— PROBLEM TO WORK ON —
Rewrite the data below, putting "tight box" wherever "precise box" appears and leaving everything else unchanged.

— DATA SECTION —

☆ ☆ ☆ ☆ ☆ ☆ ☆

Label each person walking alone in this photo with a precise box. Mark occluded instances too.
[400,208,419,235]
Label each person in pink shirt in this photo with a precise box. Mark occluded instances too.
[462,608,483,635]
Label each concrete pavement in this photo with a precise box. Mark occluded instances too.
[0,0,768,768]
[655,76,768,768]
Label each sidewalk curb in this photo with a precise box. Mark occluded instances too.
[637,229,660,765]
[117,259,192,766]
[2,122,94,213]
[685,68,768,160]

☆ ☆ ☆ ☆ ☆ ☆ ☆

— EXERCISE RESPONSE —
Label each person walking alone in this photo with a tight box. Mark occluded instances too.
[400,208,419,235]
Label each person in pink shirt in this photo with a tight box. Mark occluded instances too.
[462,608,483,635]
Label each concrete pavement in this photo with a tight box. Mark occluded instances too.
[0,0,768,768]
[655,76,768,768]
Label each sidewalk curb in this photo with a tight box. Mark occluded instances too.
[637,229,660,765]
[117,259,192,766]
[2,122,94,213]
[685,68,768,160]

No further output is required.